→ What you need to do:
**A)** Summarize the passage on lapsed conservation habits and COVID-19 in two sentences.
**B)** Translate this sentence from the passage on lapsed conservation habits and COVID-19 into Spanish: "Sadly, the evidence points to that happening."
**C)** Pick up the passage on lapsed conservation habits and COVID-19 after its final sentence and continue it.

[Opening Extracted text section]

INVESTMENT
Sadly, the evidence points to that happening.
In 2008, we were a nation of switchers-off of lights, we learned
to read by the dim flicker of a 4-watt fluorescent bulb, and
to find furniture in the dark with our shins; in 2017 we all
bathed in teacups, and started sniffing our clothes when we
took them off to see if they could be worn again before they
needed washing. But, as soon as the dams started filling, we
started showering for longer, and when it looked as if there
was no load shedding on the horizon, we left the hot water
geyser on all day, and stopped turning off the lights when we
leave a room. We forget so easily.
But the big difference is that – unlike the ongoing Eskom
fiasco, and the 2017 water crisis – COVID-19 is not confined
to one country or one city. It is a global issue and, while it will
be played out in different ways in different places, how it plays
out will affect us all – regardless of race, creed or social status
– and we know it. This is where it differs from climate change;
there are people, governments and pseudo-scientists who
have been, and are still, gambling on the fact that climate
change (if it exists) may well affect subsistence farmers, and
even some commercial farmers, and will probably be the
end of some small, not-particularly-well-developed nations,
but it will not affect them, because they have the resources
to survive it.

[Closing Extracted text section]
[Opening Material provided section]

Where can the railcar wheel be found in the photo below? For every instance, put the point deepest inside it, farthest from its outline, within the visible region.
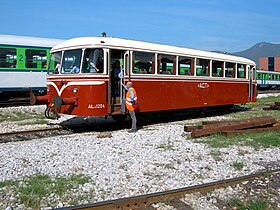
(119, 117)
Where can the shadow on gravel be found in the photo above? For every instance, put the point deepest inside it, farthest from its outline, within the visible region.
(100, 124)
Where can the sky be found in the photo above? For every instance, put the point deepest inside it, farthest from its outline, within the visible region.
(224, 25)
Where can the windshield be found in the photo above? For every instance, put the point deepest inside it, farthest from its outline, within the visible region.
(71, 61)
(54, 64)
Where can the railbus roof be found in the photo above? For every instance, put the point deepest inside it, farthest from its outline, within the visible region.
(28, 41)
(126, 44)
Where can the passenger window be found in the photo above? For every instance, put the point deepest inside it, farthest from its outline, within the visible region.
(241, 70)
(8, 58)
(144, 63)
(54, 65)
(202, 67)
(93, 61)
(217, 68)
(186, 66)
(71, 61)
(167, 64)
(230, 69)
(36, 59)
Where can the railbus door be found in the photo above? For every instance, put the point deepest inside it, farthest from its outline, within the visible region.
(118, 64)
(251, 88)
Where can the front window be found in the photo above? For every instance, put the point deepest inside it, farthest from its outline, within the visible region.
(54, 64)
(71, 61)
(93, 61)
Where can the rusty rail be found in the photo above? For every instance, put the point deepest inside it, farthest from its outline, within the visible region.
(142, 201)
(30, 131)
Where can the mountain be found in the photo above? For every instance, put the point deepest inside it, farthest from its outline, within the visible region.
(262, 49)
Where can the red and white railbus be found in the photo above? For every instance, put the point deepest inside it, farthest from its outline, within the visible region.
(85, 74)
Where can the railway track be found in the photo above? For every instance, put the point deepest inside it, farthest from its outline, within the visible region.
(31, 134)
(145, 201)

[Closing Material provided section]

→ Answer set:
**A)** In 2008 people switched off lights and in 2017 they bathed in teacups, but once the dams filled and load shedding seemed off the horizon, they went back to long showers, geysers left on all day and lights left burning. Unlike the Eskom fiasco and the 2017 water crisis, COVID-19 is a global issue that will affect everyone regardless of race, creed or social status, which sets it apart from climate change, where some people, governments and pseudo-scientists are gambling that their resources will let them survive it.

**B)** Lamentablemente, las pruebas apuntan a que eso ocurra.

**C)**
Unlike global climate change, however, our present crisis
has a face. Okay, maybe ‘face’ is too strong a word, but it
is something to blame, something outside of ourselves,
something we can fight, and even something we can kill, or
try to kill – a convenient ‘other’. So, as we’ve done throughout
history, we humans are working together to collectively
combat the threat facing us – the ‘other’. But – and here is
where it gets exciting – we are starting to realise that, as
long as some of us are at risk, none of us is safe. Princes and
paupers, actors and athletes, soccer moms and celebrity
criminals – and even politicians and prime ministers – have
all fallen victim.
So, the big question is: Will we learn from this, and find a
better ‘better’ – a ‘better’ that is better for all of us, and an ‘us’
that does not exclude ‘them’? Because, as we are starting to
realise, there is no ‘them’ – it’s just us!